### 抽出テキスト
++++++

同じような生活をしていても、足が痺れる程度は人によって異なります。足が痺れやすい人と痺れにくい人の間には何か違いがあるのでしょうか?
・血流が悪い人
足が痺れやすい人の特徴の一つに、血流が悪いことが挙げられます。血流とは血管内の血の流れのことで、血のサラサラ度合いや血管の状態によって個人差があります。もともと血が流れにくくなっている人は、血管が圧迫されたときに血流が大きく妨げられてしまいます。結果として、足が痺れやすくなると考えられます。
・姿勢が悪い人
普段の姿勢も重要なポイントです。背骨や腰が不自然に曲がった状態が続くと、神経や神経を守る骨に負担がかかります。長期間にわたって神経に負担がかかると、その神経に障害が生じて、情報伝達を正しく行えなくなります。正座やあぐらによって、そのような神経に新たに一時的な負荷がかかると感覚や運動の指令が正しく伝わらず、足が痺れているように感じることもあります。
・太り気味の人
太り気味の人は、姿勢による圧迫の影響を受けやすいので注意が必要です。正座のように足をコンパクトにまとめるとき、太り気味の場合は周囲の筋肉や脂肪がより強く神経や血管を押しつぶします。特に大人の場合ですが、太り気味の状態が続くと血管の病気などにかかりやすいことが指摘されています。健康的な体形を維持するには、神経や血管の状態を健康に保つためにも効果的です。
足が痺れないようにするにはどうすれば良い?
ここまでは足が痺れる原因について解説してきました。それでは、足が痺れないようにするにはどうしたら良いのでしょうか?次に、足を痺れにくくする方法と足の痺れから素早く回復するおすすめの対処法を紹介します。
・足が痺れないようにする方法
足が痺れるのは神経や血管の圧迫が原因です。逆に考えると、この圧迫を和らげれば足が痺れないと考えられます。圧迫を避ける一つのテクニックは、体重を足全体に分散させて、特定の場所に負担が集中しないようにすることです。正座の場合だと、かかとや足首のあたりにお尻が乗ってしまい、足先への血流が妨害されます。そこで、お尻の位置をずらし、足の上に直接お尻が乗せないことが有効です。また、全く同じ姿勢が長時間続かないようにすることが重要です、例えば、正座中に足の指などを少しずつ動かすようにすると、血流が促されて足の痺れ防止になります。あまり大きく動かすと見栄えが悪くなりますが、座布団の後ろ端あたりでちょっとずつ左右の足を動かすぐらいであれば、場の雰囲気を崩すことなく対策できそうです。

++++++

### 抽出レコード
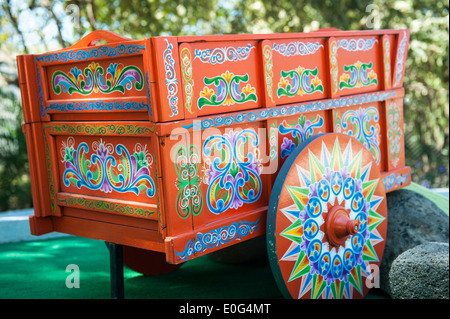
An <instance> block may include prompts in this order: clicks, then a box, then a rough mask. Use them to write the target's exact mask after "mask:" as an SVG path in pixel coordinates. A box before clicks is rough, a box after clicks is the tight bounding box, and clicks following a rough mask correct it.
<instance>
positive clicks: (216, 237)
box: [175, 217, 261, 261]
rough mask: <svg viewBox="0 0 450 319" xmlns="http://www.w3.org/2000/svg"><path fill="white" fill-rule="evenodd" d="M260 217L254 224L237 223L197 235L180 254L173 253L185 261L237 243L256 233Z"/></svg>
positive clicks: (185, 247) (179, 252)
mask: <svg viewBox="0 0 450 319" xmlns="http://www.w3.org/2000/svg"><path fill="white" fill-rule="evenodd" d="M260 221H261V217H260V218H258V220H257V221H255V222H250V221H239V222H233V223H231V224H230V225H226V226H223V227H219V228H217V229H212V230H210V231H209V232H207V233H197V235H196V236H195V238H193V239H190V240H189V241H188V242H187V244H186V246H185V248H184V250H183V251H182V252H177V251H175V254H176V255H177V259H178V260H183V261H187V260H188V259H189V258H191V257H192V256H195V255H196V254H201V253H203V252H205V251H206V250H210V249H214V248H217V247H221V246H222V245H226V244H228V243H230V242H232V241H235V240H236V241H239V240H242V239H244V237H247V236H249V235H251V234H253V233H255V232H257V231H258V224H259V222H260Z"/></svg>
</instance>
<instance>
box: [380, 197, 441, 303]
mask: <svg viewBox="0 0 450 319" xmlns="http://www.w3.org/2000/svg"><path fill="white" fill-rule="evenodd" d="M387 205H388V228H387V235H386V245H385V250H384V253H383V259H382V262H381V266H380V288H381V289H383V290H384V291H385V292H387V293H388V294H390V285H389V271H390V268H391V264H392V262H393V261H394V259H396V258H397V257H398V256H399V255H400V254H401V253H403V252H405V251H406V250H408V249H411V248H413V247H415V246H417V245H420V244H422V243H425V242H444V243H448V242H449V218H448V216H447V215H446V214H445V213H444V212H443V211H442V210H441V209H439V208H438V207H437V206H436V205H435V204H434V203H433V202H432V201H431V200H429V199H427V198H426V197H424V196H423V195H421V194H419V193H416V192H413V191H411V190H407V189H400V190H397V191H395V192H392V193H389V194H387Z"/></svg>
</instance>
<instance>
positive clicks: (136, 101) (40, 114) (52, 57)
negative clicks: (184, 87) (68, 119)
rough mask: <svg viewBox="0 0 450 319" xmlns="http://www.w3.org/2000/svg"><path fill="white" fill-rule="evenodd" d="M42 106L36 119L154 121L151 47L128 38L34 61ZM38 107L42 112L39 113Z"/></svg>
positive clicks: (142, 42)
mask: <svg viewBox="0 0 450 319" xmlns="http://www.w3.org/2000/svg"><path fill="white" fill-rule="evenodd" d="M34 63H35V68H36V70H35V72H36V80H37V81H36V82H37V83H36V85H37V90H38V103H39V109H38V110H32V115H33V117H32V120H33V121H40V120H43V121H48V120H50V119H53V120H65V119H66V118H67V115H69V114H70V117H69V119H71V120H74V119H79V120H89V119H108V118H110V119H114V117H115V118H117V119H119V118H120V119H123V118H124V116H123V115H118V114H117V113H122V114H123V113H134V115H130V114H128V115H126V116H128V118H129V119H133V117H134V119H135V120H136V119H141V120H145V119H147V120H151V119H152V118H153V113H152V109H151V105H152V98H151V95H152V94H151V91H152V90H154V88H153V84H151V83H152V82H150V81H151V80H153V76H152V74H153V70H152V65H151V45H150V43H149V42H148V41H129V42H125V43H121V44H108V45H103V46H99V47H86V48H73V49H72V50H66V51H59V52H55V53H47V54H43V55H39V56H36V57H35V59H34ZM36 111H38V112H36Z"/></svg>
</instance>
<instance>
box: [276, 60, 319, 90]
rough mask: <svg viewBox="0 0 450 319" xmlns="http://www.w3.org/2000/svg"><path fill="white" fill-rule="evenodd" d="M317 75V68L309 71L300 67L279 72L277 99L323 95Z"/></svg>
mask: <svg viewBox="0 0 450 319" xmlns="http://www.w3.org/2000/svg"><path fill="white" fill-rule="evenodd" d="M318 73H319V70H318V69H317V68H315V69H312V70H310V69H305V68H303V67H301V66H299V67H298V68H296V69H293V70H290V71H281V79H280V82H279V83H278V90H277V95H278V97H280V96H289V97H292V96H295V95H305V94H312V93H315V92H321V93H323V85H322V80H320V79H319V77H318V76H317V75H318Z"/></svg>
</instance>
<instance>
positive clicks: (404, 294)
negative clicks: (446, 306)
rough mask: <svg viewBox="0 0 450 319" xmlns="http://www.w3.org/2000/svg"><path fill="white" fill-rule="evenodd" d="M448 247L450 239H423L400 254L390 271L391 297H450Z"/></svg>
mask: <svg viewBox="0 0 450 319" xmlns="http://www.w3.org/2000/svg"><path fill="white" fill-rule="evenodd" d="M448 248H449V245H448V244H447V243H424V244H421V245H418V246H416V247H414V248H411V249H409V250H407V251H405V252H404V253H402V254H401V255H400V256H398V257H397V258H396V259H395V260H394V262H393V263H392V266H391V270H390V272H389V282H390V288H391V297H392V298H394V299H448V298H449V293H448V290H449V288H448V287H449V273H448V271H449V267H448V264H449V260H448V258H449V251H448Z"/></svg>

++++++

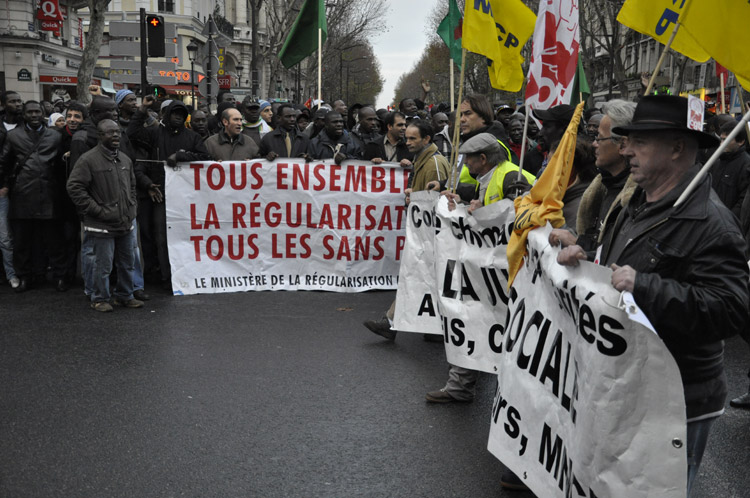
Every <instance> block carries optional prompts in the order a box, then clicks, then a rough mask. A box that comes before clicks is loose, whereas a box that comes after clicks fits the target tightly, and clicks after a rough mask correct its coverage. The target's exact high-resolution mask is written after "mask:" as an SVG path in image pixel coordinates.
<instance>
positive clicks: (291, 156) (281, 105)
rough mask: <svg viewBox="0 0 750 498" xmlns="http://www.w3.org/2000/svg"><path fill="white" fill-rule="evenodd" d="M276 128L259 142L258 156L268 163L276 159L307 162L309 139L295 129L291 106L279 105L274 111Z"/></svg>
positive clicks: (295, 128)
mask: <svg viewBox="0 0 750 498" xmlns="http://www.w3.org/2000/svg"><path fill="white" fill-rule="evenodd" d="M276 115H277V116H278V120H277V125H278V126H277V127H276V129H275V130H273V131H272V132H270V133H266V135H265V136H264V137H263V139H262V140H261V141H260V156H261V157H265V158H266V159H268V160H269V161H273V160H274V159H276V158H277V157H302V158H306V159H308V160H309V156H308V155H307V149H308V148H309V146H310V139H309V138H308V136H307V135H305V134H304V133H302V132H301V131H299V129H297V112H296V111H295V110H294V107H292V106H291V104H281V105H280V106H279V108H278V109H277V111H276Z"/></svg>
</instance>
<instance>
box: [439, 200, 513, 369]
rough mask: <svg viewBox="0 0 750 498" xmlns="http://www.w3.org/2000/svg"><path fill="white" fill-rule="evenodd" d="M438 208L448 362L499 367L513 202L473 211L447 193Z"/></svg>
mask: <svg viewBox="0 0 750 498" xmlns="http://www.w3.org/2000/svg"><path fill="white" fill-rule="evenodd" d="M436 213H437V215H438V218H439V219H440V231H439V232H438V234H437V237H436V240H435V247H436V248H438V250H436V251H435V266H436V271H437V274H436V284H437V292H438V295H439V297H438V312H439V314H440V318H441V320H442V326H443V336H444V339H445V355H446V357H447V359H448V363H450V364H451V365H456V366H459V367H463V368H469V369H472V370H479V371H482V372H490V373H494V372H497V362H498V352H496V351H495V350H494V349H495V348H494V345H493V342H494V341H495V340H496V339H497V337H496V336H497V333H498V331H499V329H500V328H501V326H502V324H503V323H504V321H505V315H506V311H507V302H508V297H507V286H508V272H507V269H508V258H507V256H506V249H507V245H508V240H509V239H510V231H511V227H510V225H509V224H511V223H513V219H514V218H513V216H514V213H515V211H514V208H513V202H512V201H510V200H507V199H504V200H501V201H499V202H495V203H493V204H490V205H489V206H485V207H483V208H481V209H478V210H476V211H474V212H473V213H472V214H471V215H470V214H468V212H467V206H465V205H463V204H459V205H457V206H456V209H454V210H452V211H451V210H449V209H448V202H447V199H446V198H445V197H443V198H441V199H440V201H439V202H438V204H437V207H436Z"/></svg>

++++++

### 課題一覧
a. 足の痺れを扱った抽出テキストから、「同じような生活をしていても、」で始まり「すすめの対処法を紹介します。」で終わる範囲を、一字も変えずにすべて出力してください。
b. 足の痺れを扱った抽出テキストについて、示された最後の文の直後から続きを書いてください。

### 順番どおりの解答
a.
同じような生活をしていても、足が痺れる程度は人によって異なります。足が痺れやすい人と痺れにくい人の間には何か違いがあるのでしょうか?
・血流が悪い人
足が痺れやすい人の特徴の一つに、血流が悪いことが挙げられます。血流とは血管内の血の流れのことで、血のサラサラ度合いや血管の状態によって個人差があります。もともと血が流れにくくなっている人は、血管が圧迫されたときに血流が大きく妨げられてしまいます。結果として、足が痺れやすくなると考えられます。
・姿勢が悪い人
普段の姿勢も重要なポイントです。背骨や腰が不自然に曲がった状態が続くと、神経や神経を守る骨に負担がかかります。長期間にわたって神経に負担がかかると、その神経に障害が生じて、情報伝達を正しく行えなくなります。正座やあぐらによって、そのような神経に新たに一時的な負荷がかかると感覚や運動の指令が正しく伝わらず、足が痺れているように感じることもあります。
・太り気味の人
太り気味の人は、姿勢による圧迫の影響を受けやすいので注意が必要です。正座のように足をコンパクトにまとめるとき、太り気味の場合は周囲の筋肉や脂肪がより強く神経や血管を押しつぶします。特に大人の場合ですが、太り気味の状態が続くと血管の病気などにかかりやすいことが指摘されています。健康的な体形を維持するには、神経や血管の状態を健康に保つためにも効果的です。
足が痺れないようにするにはどうすれば良い?
ここまでは足が痺れる原因について解説してきました。それでは、足が痺れないようにするにはどうしたら良いのでしょうか?次に、足を痺れにくくする方法と足の痺れから素早く回復するおすすめの対処法を紹介します。

b.
・足の痺れを早く治す方法
それでも足が痺れてしまった場合は、素早く痺れが治るように努めましょう。そのときは、無理をせず、慌てずに取り組むように心がけましょう。① 足を伸ばしたり体勢を変えたりして自然に治まるのを待つと良い足が痺れていることは、神経や血管が圧迫されていたということです。そこからの回復を早めるためには、足に十分な血液が流れるような姿勢をとることが大切です。可能であれば、ゆっくりと足を曲げ伸ばして足の筋肉をほぐしましょう。足の筋肉がポンプのように働いて血液が足先までいきわたる効果が期待できます。② 無理に動かすと痺れが悪化する可能性がある足が痺れている時は、神経や血液が異常な状態から復帰しようとしている状態です。この時は本来の体の機能が乱れてしまっているため、無理な動作は禁物です。無理に立ち上がろうとしたりすると、転倒の危険もあるのでやめましょう。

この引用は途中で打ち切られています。